**The exercise:** Copy all the material that follows, keeping every character the same.

**Material for this task:**
+ + + +
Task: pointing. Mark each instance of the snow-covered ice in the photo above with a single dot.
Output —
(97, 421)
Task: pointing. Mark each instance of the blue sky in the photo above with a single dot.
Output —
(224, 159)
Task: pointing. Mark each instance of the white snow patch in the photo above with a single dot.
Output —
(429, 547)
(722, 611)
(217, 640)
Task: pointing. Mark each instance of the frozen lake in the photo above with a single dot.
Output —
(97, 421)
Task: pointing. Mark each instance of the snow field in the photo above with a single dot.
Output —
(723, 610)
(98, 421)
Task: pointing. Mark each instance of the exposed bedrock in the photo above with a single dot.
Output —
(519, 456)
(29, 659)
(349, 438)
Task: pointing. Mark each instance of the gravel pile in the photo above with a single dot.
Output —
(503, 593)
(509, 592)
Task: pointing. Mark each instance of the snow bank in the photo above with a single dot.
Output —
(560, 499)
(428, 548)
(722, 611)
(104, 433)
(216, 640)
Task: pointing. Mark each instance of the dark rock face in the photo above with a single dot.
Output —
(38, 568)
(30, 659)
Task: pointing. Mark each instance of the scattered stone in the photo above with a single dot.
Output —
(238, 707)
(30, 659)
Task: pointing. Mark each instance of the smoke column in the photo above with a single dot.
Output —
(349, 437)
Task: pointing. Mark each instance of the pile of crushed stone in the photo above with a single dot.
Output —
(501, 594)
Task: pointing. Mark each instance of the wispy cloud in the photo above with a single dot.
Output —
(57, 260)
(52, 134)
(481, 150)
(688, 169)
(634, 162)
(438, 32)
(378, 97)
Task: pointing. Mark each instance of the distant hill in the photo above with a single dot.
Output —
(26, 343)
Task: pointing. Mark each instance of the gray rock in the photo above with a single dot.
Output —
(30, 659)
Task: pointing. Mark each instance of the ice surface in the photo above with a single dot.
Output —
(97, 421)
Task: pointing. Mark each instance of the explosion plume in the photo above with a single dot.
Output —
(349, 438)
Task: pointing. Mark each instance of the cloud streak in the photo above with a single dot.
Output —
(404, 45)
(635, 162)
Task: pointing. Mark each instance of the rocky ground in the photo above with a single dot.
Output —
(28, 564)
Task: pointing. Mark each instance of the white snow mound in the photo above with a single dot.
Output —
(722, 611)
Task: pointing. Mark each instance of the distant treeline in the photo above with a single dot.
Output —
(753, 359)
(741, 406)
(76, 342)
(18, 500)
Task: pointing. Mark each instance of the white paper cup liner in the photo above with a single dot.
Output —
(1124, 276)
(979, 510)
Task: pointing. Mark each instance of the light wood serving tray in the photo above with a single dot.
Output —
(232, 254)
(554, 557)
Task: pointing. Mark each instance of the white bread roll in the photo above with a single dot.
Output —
+ + + +
**The solution:**
Task: pointing. Mark each instance of the snow-covered ice in the photo above with a single dot.
Output —
(97, 421)
Task: pointing. Mark each instance of the blue sky in the photo above with a single dot.
Output —
(224, 159)
Task: pointing. Mark each instance of the white snow patch in the photo above with a single dot.
Output —
(429, 547)
(722, 611)
(217, 640)
Task: pointing. Mark each instance of the frozen lake in the photo above with a single dot.
Output —
(97, 421)
Task: pointing. Mark each instance of the snow field in the photo above with a single dot.
Output —
(723, 610)
(98, 421)
Task: pointing. Mark each instance of the exposed bedrock in the photo above with a single dot.
Output —
(519, 456)
(29, 659)
(349, 438)
Task: pointing. Mark each instance of the gravel pile in the photo above with a single dot.
Output —
(503, 593)
(509, 592)
Task: pointing. Mark each instance of the snow bank in the photo above with a single dot.
Output —
(560, 499)
(428, 548)
(722, 611)
(104, 433)
(216, 640)
Task: pointing. Mark each instance of the dark rock face in the photo above with a single dot.
Output —
(38, 568)
(30, 659)
Task: pointing. Mark each instance of the scattered stone in the photo above with a single dot.
Output —
(238, 707)
(30, 659)
Task: pointing. Mark each instance of the smoke column in the photo above with a single dot.
Output —
(349, 437)
Task: pointing. Mark each instance of the pile of crushed stone in the photo above with a single dot.
Output —
(501, 594)
Task: pointing. Mark each instance of the wispy cloud in the photo above with a single dot.
Output —
(57, 260)
(52, 134)
(481, 150)
(688, 169)
(634, 162)
(438, 32)
(378, 97)
Task: pointing. Mark each instance of the distant hill in the photo above with a single dot.
Output —
(26, 343)
Task: pointing. Mark each instance of the gray rock in the photo above with a single dot.
Output —
(30, 659)
Task: pointing. Mark each instance of the ice surface in the photo above with a single dot.
Output —
(97, 421)
Task: pointing. Mark each instance of the explosion plume in the photo above with a single dot.
Output —
(349, 438)
Task: pointing. Mark each instance of the cloud streak in the photo above with a single dot.
Output —
(404, 45)
(635, 162)
Task: pointing. Mark each instance of the rocky ground in the photo above with a single dot.
Output —
(28, 564)
Task: pointing. Mark each instance of the white snow mound in the photo above with a single dot.
Output —
(722, 611)
Task: pointing. Mark each instance of the distant treeline in the photo above with a single dot.
Output —
(753, 359)
(741, 406)
(76, 342)
(18, 500)
Task: pointing. Mark each instance of the white paper cup liner in the photo above with a single dot.
Output —
(1124, 276)
(979, 510)
Task: pointing. Mark each instance of the light wood serving tray in the photo above with a single dot.
Output —
(232, 254)
(554, 557)
Task: pointing. Mark each instance of the white bread roll in the photo above with a single dot.
Output —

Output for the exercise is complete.